§ Dettagli del compito
Prosegui la recensione del romanzo L'assassino ipocondriaco a partire dalla sua ultima frase.

§ Estratto del documento
'''
ClubDante, luglio 2012
Willy il Coyote versione killer
Vi parlerò di un romanzo geniale, divertente, esilarante, grottesco e più che probabilmente patologico, dato che la sua lettura comporta rabbiosi effetti secondari, come l’ingestione di potenti antinfiammatori, antibiotici scaduti e supposte di antidepressivi. Effettivamente i lettori de L’assassino ipocondriaco si espongono a lesioni mandibolari, crampi addominali ed emorroidi leonine.
Erano anni che non leggevo un romanzo così dirompente come L’assassino ipocondriaco e mi affretto a dichiarare che appartiene alla stessa stirpe de Il cattivo Carabel di Wenceslao Fernández-Flórez, Le folgori di agosto del messicano Jorge Ibargüengoitia e Pantaleón e le visitatrici di Mario Vargas Llosa. Una meraviglia.
Per cominciare, Muñoz-Rengel ha colpito nel segno creando un ipocondriaco compulsivo e inserendolo nella tradizione dei grandi ipocondriaci della letteratura universale, come Proust, Swift, Kant, Voltaire, Tolstoij, Moliére e Descartes.
Come loro il signor M.Y. soffre di sofisticati dolori e mali incurabili, anche se elevati all’ennesima metastasi, dato che lo strabico signor M.Y. è allergico al latex e all’epitelio dei cani, soffre di dermatite atopica e ha incistato sul collo un gemello non nato che lo vampirizza come un parassita. Soffre di sindrome di Ménière, di sindrome dell’Accento Straniero, di sindrome di Proteo, di sindrome dello Spasmo Professionale e di sindrome di Moebius, oltre che di due sconosciuti disordini neurologici dei processi sensoriali. Per non parlare della terribile maledizione di Ondine, che lo condanna a soffrire attacchi di microsonni, dei tumori carcinoidi che gli corrodono l’intestino e dell’assenza di flusso mestruale (sintomo inequivocabile di amenorrea e gravidanze psicologiche).
'''
§ Dati forniti
'''
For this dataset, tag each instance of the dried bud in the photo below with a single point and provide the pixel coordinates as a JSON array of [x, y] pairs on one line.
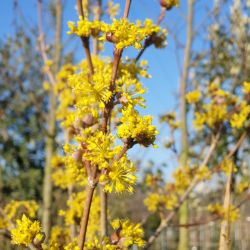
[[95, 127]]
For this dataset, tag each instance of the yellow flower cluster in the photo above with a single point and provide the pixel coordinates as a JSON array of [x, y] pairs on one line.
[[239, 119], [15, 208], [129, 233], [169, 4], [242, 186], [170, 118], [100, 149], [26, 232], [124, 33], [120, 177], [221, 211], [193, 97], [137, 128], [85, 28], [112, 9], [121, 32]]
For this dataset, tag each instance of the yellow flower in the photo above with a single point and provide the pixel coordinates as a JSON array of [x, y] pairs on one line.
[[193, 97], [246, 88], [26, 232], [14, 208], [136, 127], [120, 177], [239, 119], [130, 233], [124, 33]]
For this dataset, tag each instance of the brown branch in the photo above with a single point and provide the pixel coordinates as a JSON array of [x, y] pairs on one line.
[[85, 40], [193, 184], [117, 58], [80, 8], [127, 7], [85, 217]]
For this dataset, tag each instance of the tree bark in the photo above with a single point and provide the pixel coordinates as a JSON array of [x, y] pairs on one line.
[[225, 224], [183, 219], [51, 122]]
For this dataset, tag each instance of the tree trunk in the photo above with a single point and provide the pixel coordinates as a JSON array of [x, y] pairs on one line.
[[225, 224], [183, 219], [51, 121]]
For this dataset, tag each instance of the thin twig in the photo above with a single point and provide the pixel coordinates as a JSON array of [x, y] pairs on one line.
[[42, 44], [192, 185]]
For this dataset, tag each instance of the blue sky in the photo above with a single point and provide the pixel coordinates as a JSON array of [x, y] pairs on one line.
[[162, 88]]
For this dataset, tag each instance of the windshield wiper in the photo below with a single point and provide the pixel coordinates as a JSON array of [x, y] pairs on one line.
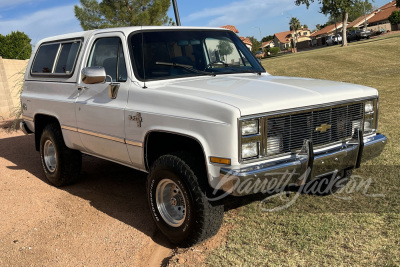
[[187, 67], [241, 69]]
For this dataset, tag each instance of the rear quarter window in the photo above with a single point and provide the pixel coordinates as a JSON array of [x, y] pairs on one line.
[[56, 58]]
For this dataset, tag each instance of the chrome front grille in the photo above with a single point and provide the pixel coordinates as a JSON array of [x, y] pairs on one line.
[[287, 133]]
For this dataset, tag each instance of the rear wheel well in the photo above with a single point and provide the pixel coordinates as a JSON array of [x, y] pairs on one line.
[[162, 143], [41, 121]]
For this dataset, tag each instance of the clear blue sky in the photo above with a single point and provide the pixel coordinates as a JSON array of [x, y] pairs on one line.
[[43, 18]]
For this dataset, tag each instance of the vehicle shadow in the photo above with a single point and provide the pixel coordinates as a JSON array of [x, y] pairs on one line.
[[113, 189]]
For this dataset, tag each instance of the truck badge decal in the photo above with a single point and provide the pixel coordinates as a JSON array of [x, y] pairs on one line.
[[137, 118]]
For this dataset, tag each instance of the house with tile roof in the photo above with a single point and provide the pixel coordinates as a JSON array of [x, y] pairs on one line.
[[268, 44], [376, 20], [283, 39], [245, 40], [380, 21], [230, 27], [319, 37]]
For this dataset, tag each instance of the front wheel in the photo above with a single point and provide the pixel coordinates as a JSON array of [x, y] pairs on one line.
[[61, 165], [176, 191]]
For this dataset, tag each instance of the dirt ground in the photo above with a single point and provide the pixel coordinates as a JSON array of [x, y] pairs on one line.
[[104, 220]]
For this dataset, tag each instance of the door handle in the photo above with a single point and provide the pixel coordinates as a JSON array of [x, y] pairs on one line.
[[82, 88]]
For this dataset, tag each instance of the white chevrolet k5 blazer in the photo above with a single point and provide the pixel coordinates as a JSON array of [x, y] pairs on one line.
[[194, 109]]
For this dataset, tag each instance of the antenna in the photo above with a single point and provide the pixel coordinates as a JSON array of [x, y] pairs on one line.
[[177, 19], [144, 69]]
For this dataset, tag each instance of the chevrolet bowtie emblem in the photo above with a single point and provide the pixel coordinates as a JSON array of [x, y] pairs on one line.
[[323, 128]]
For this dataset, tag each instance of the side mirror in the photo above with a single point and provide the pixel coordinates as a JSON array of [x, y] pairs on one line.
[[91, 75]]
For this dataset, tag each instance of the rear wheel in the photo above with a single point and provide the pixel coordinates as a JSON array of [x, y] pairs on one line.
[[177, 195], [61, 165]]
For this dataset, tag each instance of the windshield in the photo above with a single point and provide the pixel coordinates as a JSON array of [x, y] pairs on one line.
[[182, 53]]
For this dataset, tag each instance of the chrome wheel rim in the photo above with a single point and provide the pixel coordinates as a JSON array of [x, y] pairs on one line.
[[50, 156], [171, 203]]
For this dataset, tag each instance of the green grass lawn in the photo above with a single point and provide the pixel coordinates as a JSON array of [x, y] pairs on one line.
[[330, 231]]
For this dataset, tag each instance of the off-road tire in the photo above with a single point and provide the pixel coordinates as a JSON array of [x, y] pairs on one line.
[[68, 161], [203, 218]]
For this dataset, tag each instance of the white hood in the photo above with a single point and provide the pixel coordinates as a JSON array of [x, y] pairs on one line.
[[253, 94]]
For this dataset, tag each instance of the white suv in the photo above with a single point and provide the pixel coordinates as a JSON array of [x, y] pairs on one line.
'''
§ Risposta al compito
Per colmo dei mali, il signor M.Y. è un sicario e deve assassinare il signor Blaisten in meno di ventiquattr’ore, perché è stato pagato in anticipo, perché è un uomo dalla morale kantiana e perché sa che deve morire prima della fine del romanzo.
Tutti conosciamo qualche ipocondriaco dalla farmacologica erudizione e con fastose conoscenze patologiche, per il quale la lettura di questo romanzo presupporebbe un godevole repertorio di sintomi infiniti e immortali. Dubito però che anche soltanto uno di noi sia amico di qualche assassino a pagamento come il perdente signor M.Y. Risiede qui la trovata più straordinaria di Juan Jacinto Muñoz-Rengel: creare un assassino – condannato a inseguire invano la sua vittima, a causa dei multipli acciacchi, lipotimie e svenimenti – che non ci rimanda al celebre “Sciacallo” del film, ma al famoso Willy il Coyote dei cartoni animati, incapace di acciuffare l’insopportabile Beep Beep.
L’unica vittima de L’assassino ipocondriaco è il lettore morto dalle risate, anche se ammetto che si finisce di leggere il romanzo di Juan Jacinto Muñoz-Rengel con la voglia di assassinare il signor Blaisten e – caso mai – di farsi una colonscopia.